*** Opening PROVIDED INFORMATION ***

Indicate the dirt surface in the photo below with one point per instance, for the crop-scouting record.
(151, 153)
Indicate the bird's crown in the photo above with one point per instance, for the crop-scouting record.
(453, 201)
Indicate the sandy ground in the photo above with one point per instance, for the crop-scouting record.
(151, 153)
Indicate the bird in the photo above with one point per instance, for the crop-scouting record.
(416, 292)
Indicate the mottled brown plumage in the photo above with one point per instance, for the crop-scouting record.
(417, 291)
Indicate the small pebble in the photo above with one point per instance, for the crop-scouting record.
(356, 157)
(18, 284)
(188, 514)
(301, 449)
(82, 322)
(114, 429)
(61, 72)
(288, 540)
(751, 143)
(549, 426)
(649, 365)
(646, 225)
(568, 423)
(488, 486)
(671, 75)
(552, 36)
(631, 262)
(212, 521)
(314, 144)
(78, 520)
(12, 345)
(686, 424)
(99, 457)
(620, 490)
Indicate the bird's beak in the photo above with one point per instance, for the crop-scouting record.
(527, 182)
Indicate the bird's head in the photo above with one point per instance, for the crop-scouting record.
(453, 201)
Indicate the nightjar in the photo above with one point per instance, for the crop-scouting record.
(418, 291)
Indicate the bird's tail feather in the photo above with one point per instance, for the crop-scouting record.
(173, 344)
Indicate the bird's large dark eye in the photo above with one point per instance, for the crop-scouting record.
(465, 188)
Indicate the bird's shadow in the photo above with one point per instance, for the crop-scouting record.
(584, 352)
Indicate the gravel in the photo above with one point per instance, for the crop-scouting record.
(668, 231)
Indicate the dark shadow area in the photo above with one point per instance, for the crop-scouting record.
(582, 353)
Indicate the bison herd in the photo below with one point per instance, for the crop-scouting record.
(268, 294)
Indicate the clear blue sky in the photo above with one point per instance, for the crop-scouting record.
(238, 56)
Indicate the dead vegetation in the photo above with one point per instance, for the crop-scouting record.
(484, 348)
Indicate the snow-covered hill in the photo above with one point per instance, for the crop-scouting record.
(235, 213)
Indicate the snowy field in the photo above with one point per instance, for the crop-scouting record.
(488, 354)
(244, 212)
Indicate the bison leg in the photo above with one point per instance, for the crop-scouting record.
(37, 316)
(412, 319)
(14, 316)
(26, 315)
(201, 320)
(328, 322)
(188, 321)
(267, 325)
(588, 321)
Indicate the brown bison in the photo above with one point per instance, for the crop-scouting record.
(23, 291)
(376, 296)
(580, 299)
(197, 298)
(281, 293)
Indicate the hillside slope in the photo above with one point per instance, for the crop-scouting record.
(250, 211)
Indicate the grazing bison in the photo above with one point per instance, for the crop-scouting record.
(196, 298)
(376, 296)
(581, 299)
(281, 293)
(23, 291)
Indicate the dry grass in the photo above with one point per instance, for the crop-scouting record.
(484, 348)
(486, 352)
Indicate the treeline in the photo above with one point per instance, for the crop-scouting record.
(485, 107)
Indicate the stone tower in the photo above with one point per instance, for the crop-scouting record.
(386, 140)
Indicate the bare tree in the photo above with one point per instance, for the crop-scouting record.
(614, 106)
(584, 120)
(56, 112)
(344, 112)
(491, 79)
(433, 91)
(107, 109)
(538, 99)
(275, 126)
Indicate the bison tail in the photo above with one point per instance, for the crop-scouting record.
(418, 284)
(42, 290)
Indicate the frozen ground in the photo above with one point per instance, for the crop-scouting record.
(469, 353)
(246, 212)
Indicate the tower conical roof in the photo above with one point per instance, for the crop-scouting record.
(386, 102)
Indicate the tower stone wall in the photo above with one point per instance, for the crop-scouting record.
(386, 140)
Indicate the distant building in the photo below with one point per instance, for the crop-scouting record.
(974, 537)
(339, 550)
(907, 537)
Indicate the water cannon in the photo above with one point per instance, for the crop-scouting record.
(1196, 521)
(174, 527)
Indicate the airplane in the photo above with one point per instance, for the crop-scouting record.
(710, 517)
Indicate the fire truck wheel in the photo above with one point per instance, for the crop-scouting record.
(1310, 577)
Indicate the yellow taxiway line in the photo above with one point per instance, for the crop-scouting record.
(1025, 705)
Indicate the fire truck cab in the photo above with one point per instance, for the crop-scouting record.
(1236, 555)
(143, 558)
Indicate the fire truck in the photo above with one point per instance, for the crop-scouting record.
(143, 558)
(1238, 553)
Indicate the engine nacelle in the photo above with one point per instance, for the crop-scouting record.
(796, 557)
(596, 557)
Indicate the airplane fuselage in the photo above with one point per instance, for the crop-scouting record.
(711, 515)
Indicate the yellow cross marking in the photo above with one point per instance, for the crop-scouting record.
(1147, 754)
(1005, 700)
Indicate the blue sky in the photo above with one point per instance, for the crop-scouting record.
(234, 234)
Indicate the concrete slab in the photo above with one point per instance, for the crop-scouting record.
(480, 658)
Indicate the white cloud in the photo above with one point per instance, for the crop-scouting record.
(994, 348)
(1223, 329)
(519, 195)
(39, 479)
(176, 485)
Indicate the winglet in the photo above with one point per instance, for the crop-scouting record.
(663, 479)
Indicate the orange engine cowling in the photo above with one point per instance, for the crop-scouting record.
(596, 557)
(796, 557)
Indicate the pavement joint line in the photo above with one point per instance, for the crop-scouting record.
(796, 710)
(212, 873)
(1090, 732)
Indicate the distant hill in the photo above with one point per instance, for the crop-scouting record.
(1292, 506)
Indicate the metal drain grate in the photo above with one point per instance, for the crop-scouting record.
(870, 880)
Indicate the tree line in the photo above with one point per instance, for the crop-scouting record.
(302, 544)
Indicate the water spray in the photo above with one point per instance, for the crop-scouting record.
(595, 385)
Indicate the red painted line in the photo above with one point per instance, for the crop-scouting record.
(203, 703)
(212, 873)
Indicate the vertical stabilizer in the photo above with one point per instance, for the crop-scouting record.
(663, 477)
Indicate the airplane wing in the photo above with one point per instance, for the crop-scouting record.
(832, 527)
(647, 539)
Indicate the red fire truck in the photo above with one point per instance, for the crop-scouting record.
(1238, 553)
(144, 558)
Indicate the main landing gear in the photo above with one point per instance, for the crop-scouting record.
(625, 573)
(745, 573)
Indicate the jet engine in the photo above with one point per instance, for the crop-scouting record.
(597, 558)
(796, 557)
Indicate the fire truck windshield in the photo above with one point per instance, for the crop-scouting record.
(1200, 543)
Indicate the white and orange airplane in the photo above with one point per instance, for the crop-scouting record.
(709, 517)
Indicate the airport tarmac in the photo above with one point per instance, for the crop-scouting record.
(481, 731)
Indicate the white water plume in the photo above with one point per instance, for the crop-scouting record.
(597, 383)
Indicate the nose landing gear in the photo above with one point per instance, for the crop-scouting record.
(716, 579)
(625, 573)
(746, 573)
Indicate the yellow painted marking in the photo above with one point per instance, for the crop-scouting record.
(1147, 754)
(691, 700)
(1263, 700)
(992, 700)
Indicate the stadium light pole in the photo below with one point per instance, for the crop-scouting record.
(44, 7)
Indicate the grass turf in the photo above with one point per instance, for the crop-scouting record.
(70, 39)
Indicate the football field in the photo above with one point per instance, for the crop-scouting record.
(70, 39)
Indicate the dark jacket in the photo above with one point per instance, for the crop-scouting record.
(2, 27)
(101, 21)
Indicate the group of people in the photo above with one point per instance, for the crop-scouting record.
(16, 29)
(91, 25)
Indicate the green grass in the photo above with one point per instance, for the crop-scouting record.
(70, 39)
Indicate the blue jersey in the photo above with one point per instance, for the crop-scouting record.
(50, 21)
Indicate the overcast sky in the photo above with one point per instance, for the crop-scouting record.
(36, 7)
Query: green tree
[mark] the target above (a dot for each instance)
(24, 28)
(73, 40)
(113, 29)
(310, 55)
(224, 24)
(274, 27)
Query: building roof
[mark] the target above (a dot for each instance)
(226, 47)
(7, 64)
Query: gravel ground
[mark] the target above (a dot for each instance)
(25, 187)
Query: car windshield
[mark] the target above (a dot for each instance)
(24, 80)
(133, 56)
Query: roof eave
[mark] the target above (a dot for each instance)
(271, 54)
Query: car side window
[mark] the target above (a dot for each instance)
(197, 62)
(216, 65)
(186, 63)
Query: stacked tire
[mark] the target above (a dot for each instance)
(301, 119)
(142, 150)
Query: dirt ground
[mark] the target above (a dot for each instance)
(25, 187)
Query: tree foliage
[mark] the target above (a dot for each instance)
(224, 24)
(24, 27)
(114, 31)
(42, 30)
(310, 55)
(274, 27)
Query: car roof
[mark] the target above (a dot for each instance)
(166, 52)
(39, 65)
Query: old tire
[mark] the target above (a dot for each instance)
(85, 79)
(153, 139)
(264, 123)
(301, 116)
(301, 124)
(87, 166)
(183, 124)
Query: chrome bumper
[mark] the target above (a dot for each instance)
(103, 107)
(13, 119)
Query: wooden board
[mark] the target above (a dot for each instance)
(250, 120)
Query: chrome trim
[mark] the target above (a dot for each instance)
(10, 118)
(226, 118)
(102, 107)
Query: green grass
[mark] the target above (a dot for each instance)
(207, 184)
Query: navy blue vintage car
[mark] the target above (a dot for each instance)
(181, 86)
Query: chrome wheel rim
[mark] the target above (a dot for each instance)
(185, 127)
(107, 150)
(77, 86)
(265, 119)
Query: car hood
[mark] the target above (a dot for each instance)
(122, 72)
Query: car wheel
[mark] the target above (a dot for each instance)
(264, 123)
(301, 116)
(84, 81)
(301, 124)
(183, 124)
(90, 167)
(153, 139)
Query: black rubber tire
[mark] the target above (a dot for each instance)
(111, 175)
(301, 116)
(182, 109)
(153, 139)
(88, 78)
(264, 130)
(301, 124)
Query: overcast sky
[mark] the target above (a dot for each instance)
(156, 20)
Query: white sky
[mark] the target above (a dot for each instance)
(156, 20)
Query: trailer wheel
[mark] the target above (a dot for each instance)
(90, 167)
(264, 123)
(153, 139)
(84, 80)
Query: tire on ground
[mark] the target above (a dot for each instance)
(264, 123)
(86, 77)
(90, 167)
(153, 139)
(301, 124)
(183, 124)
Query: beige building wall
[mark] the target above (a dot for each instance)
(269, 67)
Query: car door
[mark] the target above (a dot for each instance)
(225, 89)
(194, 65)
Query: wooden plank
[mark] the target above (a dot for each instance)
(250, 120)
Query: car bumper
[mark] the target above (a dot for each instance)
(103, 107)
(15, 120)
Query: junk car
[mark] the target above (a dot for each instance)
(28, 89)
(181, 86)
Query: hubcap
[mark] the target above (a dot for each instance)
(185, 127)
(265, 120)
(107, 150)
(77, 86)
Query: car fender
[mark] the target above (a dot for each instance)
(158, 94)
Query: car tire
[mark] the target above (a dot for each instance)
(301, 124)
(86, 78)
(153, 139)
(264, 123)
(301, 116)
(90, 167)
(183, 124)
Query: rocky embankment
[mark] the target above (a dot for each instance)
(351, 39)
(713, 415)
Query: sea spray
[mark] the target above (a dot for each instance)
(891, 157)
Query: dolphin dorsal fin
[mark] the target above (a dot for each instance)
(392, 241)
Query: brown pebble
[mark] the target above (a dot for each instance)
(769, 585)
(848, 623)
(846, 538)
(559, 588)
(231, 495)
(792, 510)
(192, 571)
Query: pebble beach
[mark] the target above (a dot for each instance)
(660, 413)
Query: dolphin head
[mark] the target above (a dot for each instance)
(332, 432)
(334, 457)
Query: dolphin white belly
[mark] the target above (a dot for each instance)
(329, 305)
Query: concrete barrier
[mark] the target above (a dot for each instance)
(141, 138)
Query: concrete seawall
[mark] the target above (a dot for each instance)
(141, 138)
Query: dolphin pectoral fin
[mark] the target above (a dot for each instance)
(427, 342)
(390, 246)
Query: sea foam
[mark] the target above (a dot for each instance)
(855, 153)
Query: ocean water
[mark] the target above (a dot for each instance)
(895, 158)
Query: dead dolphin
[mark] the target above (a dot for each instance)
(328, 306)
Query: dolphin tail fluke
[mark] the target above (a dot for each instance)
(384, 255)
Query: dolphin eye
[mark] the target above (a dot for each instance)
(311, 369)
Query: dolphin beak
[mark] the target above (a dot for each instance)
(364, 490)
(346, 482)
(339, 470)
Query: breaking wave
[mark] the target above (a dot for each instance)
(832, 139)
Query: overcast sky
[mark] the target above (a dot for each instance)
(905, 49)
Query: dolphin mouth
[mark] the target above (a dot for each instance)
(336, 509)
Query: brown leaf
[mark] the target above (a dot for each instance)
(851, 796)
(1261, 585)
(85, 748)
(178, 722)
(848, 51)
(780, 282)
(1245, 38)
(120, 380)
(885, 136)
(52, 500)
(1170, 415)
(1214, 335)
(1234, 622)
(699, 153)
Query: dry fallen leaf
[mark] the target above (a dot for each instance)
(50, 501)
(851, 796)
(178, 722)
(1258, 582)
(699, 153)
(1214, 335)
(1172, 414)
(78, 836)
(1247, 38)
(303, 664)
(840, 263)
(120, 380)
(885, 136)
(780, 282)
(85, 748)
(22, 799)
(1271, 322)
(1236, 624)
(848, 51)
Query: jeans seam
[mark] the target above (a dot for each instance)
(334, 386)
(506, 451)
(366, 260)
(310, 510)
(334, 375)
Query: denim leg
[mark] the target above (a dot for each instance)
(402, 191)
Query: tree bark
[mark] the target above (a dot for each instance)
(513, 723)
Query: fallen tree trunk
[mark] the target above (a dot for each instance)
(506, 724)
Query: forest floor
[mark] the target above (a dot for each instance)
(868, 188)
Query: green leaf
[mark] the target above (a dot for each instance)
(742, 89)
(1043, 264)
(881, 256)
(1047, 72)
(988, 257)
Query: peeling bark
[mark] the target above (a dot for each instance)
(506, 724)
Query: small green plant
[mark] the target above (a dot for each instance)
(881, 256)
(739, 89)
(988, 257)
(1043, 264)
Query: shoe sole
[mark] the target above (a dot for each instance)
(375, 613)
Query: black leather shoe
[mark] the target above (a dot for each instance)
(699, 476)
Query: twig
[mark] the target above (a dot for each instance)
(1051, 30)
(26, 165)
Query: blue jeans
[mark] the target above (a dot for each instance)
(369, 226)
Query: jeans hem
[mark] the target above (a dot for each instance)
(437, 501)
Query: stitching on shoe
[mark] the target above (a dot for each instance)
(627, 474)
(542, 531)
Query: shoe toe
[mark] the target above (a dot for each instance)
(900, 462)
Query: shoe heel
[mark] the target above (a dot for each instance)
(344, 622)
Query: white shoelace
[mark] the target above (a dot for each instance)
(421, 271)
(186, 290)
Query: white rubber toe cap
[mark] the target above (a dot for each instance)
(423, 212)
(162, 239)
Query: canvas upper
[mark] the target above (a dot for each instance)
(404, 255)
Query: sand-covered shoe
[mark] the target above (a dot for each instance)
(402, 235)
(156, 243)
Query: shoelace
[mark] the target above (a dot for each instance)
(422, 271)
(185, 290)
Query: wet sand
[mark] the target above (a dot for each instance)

*** Closing PROVIDED INFORMATION ***

* _HOW TO COMPLETE THIS TASK_:
Copy every line from the data that includes the string "dolphin".

* _TASK OUTPUT_:
Query: dolphin dorsal fin
Query: dolphin head
Query: dolphin white belly
Query: dolphin pectoral fin
Query: dead dolphin
Query: dolphin tail fluke
Query: dolphin eye
Query: dolphin beak
Query: dolphin mouth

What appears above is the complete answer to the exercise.